(Set exercise):
Repeat the whole listing exactly as written.

^^^^

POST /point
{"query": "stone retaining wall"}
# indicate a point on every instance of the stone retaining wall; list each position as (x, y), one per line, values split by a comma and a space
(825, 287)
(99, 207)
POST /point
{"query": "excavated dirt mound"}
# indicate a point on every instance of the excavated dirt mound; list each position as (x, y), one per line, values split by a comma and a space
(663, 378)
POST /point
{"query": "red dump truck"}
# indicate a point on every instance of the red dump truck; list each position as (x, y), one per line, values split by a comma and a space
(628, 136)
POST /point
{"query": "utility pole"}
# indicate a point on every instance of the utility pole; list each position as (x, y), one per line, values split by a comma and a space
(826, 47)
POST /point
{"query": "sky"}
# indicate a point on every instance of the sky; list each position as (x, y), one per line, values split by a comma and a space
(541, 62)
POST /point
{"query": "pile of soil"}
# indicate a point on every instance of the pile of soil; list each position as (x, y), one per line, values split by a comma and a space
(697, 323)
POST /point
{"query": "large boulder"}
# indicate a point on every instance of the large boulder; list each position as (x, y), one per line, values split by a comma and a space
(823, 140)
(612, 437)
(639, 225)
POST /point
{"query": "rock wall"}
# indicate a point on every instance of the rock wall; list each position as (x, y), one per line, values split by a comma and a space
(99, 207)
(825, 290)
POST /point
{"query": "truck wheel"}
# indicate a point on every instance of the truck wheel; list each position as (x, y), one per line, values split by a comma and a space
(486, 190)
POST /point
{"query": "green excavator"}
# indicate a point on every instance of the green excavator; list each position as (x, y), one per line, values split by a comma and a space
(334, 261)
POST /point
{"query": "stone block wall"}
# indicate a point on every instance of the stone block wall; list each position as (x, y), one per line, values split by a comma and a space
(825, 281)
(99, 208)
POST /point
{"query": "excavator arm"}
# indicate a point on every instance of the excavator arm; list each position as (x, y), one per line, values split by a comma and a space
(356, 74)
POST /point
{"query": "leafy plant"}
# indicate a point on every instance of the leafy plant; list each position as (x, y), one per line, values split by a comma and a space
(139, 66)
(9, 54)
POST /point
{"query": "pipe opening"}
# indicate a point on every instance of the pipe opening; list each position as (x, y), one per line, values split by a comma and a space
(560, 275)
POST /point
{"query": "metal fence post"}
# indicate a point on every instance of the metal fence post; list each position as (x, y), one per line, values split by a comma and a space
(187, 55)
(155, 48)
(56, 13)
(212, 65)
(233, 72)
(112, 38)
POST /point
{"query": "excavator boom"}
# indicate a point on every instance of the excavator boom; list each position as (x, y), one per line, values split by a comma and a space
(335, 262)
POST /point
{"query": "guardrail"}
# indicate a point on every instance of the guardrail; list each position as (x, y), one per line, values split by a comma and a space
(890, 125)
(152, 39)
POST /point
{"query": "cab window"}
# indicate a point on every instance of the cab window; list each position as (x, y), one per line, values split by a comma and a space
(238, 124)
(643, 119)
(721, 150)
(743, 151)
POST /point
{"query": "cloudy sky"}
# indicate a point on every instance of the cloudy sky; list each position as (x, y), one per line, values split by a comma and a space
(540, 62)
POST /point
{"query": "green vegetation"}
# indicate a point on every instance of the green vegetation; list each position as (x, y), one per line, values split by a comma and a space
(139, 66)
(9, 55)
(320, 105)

^^^^

(Problem solution):
POST /point
{"query": "stone retaining wall"}
# indicate a point on every instance of the stone retaining wall; list each position as (x, y), one per line, values split by a comma and a space
(825, 287)
(99, 207)
POST /point
{"query": "excavated dirt mound"}
# indicate a point on every instance of the excavated dirt mound; list each position as (x, y), one per line, values split by a comma and a space
(663, 378)
POST /point
{"query": "red dump truck"}
# indicate a point on every instance of the red dump truck; list each position as (x, y), one per line, values split by a comma and a space
(628, 136)
POST /point
{"query": "utility pole"}
# indicate a point on every instance of the utility pole; list each position as (x, y), one per line, values split by a comma and a space
(826, 47)
POST /point
{"query": "sky"}
# indicate a point on every instance of the sky; list each position as (x, y), one per line, values split by a comma and a space
(541, 62)
POST /point
{"query": "pile of soil"}
# indicate a point on every instance of the pile of soil; list each position as (x, y), one per line, values split by a comma and a space
(697, 323)
POST /point
{"query": "large boulder"}
# indicate a point on every instance of the large boulder; list each position as (x, y), one per line, values split by a comma and a space
(823, 140)
(612, 437)
(639, 225)
POST /point
{"query": "rock wall"}
# indicate a point on every instance of the rock wall; list each position as (x, y), one per line, values split by a comma and a space
(99, 207)
(825, 290)
POST /point
{"query": "truck wheel"}
# indicate a point on every instance of the truck wheel; list each position as (x, y), one per line, values split by a comma and a space
(486, 190)
POST /point
{"query": "green excavator"}
# indicate a point on every instance of the green excavator; list each position as (x, y), one per line, values split by a comma and a space
(334, 261)
POST /point
{"query": "stone block wall"}
# indicate a point on every instance of the stone block wall; list each position as (x, y), one per line, values split by a comma and a space
(825, 281)
(99, 208)
POST /point
{"query": "excavator arm"}
# indicate a point on every instance of the excavator arm; list each position as (x, y), one per line, values split by a comma and a space
(356, 74)
POST /point
{"query": "leafy plant"}
# indicate a point on every instance of the leafy plant; list each position as (x, y), one per line, values split by a comma and a space
(139, 66)
(9, 54)
POST /point
{"query": "pipe opening"}
# indicate a point on every instance of the pipe opening; list each position as (x, y), one per line, values split by a comma and a space
(560, 275)
POST /point
{"query": "metal fence post"}
# indicate a point on every instance of the metal fence post; list each position as (x, y), one per line, values split by a comma and a space
(187, 55)
(155, 48)
(56, 13)
(212, 65)
(233, 72)
(112, 38)
POST /point
{"query": "excavator boom"}
# indicate a point on every instance of the excavator boom; list each position as (x, y), one per line, values split by a comma and a space
(335, 262)
POST /point
{"query": "guardrail"}
# indicate a point on every instance of the guardrail; list each position as (x, y), one per line, values split by a comma and a space
(890, 125)
(152, 39)
POST /point
{"query": "cab window"}
# indicate a point on every instance of the cab window; list each position as (x, y), one per line, values split by a comma and a space
(238, 124)
(643, 119)
(721, 150)
(743, 151)
POST /point
{"query": "cloudy sky"}
# indicate a point on every instance of the cloudy sky; list each position as (x, y), one per line, values split by a comma and a space
(540, 62)
POST /point
{"query": "green vegetation"}
# indicate a point on every instance of the green vegetation; list each position as (x, y), one per line, values split by a comma and a space
(139, 66)
(9, 55)
(320, 105)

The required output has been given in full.